> Exercise goal: Transcribe exactly the lines from the first line of the records through the line containing "Category under review: green vest.", and leave out every picture.

^^^^^^^^^^^^^^^^

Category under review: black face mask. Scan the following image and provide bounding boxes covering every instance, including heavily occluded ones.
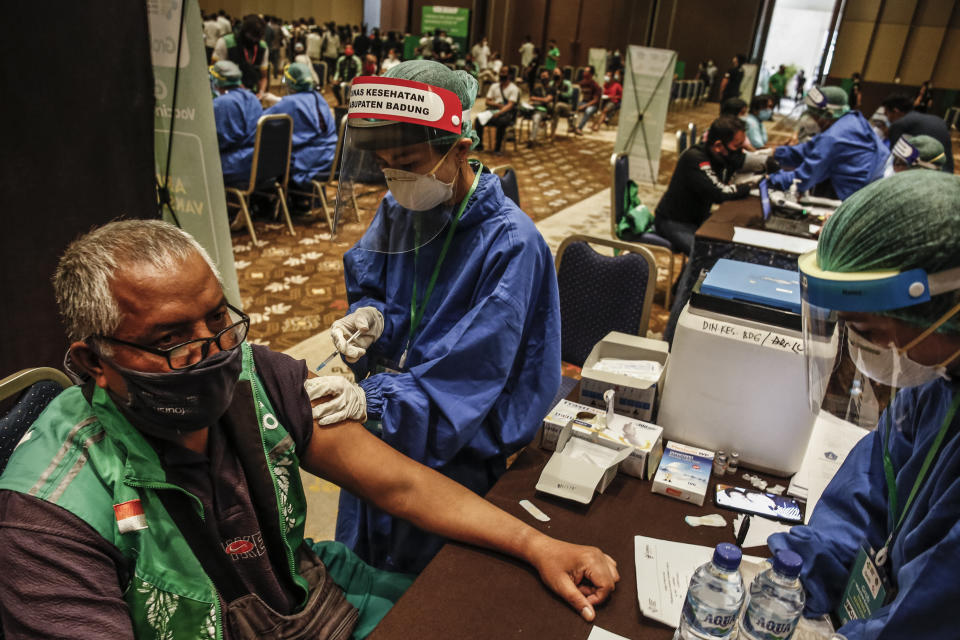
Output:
[102,347,243,440]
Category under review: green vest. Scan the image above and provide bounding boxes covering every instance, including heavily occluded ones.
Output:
[0,343,309,640]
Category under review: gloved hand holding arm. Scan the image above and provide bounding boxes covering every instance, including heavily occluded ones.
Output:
[304,376,367,425]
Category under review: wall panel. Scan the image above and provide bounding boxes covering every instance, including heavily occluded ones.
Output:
[932,28,960,88]
[863,23,909,82]
[898,25,945,85]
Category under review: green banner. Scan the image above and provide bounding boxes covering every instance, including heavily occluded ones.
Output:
[148,0,240,306]
[421,6,470,54]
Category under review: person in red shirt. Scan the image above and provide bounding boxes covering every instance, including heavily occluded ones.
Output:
[592,71,622,130]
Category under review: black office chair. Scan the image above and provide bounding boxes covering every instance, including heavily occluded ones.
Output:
[225,114,296,245]
[491,165,520,207]
[610,152,682,309]
[0,367,72,473]
[555,234,657,368]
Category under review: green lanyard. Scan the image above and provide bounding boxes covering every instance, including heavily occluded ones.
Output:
[877,388,960,565]
[401,164,483,368]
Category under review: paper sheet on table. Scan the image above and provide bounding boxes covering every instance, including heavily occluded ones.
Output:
[732,514,792,549]
[588,358,663,381]
[587,626,632,640]
[476,110,494,126]
[731,226,818,254]
[634,536,765,628]
[796,411,871,523]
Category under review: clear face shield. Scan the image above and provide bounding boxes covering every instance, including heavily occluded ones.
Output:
[333,76,467,253]
[799,251,960,427]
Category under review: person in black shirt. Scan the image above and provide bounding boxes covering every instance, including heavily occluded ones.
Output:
[719,54,745,107]
[882,93,954,173]
[654,116,751,254]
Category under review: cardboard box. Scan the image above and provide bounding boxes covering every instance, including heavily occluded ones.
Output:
[651,441,715,506]
[540,399,664,480]
[579,332,669,422]
[536,421,632,504]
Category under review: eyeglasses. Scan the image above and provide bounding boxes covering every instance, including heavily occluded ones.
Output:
[94,303,250,370]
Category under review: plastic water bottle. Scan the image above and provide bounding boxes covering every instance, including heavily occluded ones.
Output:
[674,543,745,640]
[739,550,806,640]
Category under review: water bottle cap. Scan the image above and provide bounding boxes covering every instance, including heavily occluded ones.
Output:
[773,549,803,577]
[713,542,742,571]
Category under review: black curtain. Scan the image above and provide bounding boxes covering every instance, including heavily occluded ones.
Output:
[0,3,157,375]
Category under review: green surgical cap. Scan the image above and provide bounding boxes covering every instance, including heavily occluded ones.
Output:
[210,60,242,88]
[385,60,480,149]
[284,62,315,92]
[898,134,946,168]
[818,171,960,332]
[806,85,850,119]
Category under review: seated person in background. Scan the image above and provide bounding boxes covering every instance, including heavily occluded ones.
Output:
[0,219,618,639]
[527,67,555,147]
[572,66,601,135]
[769,86,889,200]
[744,94,773,149]
[592,70,622,130]
[720,97,756,151]
[210,61,262,187]
[474,66,519,153]
[333,44,362,105]
[362,53,378,77]
[264,63,338,196]
[380,48,401,75]
[477,51,502,86]
[891,134,946,173]
[551,67,574,133]
[654,115,751,254]
[769,170,960,639]
[882,93,954,173]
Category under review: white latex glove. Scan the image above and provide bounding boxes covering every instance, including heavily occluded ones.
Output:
[330,306,384,363]
[304,376,367,425]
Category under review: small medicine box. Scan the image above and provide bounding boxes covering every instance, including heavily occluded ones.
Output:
[651,441,714,506]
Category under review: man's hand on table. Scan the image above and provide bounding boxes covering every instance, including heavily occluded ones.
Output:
[526,535,620,622]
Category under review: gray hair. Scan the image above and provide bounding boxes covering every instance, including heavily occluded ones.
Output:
[53,219,222,343]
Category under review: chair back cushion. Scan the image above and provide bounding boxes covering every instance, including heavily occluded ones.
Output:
[557,242,651,367]
[254,116,293,188]
[0,381,63,473]
[498,168,520,207]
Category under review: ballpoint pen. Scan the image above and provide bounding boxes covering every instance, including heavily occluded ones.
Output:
[315,329,362,372]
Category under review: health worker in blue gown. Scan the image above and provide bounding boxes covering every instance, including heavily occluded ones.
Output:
[264,63,338,189]
[769,170,960,638]
[769,86,889,200]
[210,60,262,187]
[308,61,561,573]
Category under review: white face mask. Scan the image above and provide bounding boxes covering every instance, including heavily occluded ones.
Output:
[846,326,948,388]
[382,145,459,212]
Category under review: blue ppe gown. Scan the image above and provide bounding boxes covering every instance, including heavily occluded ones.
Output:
[769,111,889,200]
[768,378,960,639]
[335,170,562,573]
[264,91,337,188]
[213,88,262,187]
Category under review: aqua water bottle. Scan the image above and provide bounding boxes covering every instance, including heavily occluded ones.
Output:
[739,550,806,640]
[674,543,745,639]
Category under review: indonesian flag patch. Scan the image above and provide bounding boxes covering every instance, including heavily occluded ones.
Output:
[114,499,148,533]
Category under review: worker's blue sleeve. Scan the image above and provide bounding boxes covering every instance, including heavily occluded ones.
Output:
[769,135,831,193]
[769,379,960,639]
[264,91,337,187]
[773,138,814,169]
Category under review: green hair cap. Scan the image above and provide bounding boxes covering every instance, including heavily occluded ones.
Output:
[210,60,242,88]
[284,63,315,92]
[894,134,946,169]
[817,171,960,332]
[385,60,480,149]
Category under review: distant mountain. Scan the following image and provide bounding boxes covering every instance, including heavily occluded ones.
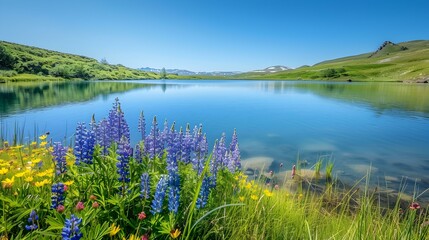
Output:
[251,65,292,73]
[237,40,429,82]
[138,67,241,76]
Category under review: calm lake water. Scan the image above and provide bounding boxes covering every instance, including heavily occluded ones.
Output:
[1,80,429,199]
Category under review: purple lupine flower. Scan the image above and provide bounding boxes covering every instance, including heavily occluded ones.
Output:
[138,111,146,140]
[25,210,38,231]
[74,122,96,165]
[160,119,170,147]
[140,173,150,199]
[145,116,162,159]
[117,136,132,185]
[181,124,193,164]
[229,129,238,152]
[228,143,241,173]
[52,142,67,175]
[192,127,208,175]
[74,122,86,165]
[96,118,110,155]
[108,98,130,144]
[166,122,180,174]
[51,183,65,209]
[168,173,180,214]
[134,143,142,163]
[61,214,83,240]
[196,176,211,209]
[217,133,227,167]
[150,175,168,215]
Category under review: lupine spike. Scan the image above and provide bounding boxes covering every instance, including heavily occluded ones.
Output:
[61,214,83,240]
[52,142,67,175]
[140,173,150,199]
[138,111,146,140]
[150,175,168,215]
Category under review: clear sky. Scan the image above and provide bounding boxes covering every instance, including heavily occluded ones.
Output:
[1,0,428,72]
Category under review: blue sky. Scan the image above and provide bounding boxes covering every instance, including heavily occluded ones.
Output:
[1,0,428,71]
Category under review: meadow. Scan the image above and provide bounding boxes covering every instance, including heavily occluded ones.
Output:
[1,99,428,239]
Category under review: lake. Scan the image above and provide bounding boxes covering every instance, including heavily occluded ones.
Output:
[1,80,428,200]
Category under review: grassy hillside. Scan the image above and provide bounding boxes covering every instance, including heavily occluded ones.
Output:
[237,40,429,82]
[0,41,161,81]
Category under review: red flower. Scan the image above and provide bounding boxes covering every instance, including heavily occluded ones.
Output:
[90,195,97,201]
[141,234,149,240]
[92,201,99,208]
[410,202,421,210]
[64,185,68,191]
[56,205,65,213]
[76,201,84,212]
[138,211,146,220]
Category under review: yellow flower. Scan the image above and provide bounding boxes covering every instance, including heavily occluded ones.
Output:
[64,180,74,186]
[245,182,252,189]
[15,171,26,178]
[24,176,33,182]
[30,141,37,146]
[0,168,8,175]
[298,193,303,199]
[250,194,258,200]
[39,135,47,140]
[34,179,51,187]
[2,177,15,189]
[40,141,47,147]
[170,229,181,239]
[126,234,140,240]
[110,223,120,236]
[239,196,245,202]
[36,171,47,177]
[263,189,273,197]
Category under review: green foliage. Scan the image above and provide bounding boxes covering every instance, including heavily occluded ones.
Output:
[0,45,16,69]
[0,41,160,81]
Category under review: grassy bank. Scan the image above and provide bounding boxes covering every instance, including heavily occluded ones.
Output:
[1,99,428,239]
[0,41,162,81]
[236,40,429,82]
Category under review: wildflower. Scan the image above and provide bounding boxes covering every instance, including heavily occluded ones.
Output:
[96,118,110,155]
[251,194,258,200]
[108,99,130,144]
[138,111,146,140]
[168,173,180,214]
[35,179,51,187]
[140,173,150,199]
[61,214,83,240]
[25,210,38,231]
[75,201,84,212]
[51,183,65,209]
[110,223,121,237]
[245,182,252,189]
[410,202,421,210]
[134,143,143,163]
[150,175,168,215]
[274,184,279,190]
[24,176,33,182]
[1,177,14,189]
[15,171,26,178]
[117,136,132,193]
[39,135,47,140]
[52,142,67,175]
[141,234,149,240]
[145,116,162,159]
[180,124,194,164]
[170,229,181,239]
[56,205,65,213]
[89,194,97,201]
[128,234,140,240]
[64,185,69,191]
[64,180,74,186]
[263,189,274,197]
[92,202,99,208]
[196,176,211,209]
[138,211,146,220]
[239,196,245,202]
[192,127,208,175]
[74,122,96,165]
[298,193,304,199]
[0,168,8,175]
[40,141,47,147]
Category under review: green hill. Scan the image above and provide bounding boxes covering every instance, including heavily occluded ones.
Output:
[0,41,160,81]
[237,40,429,82]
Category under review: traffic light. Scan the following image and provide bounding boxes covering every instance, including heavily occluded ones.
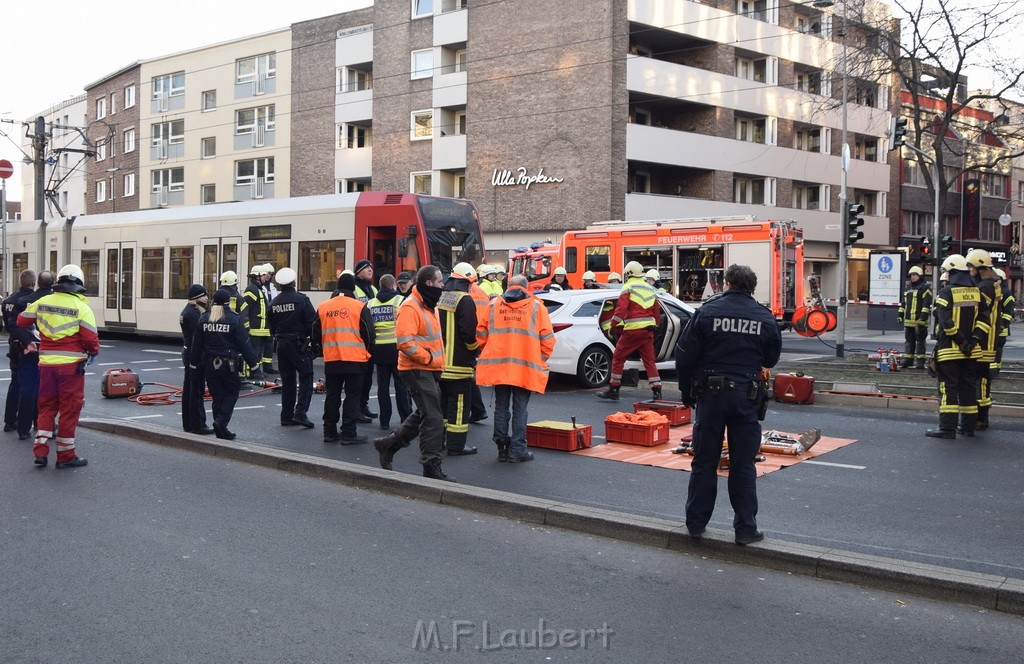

^^^^^^^^^^^^^^^^

> Answer box:
Category under review: black face mask. Scan the following image and provide bounding boxes covering every instance, including heavily occluded ones.
Output:
[102,347,243,440]
Category under review: green vest. Scan the image above and provide bounding boxes covering every instance, including heavily occluded ones.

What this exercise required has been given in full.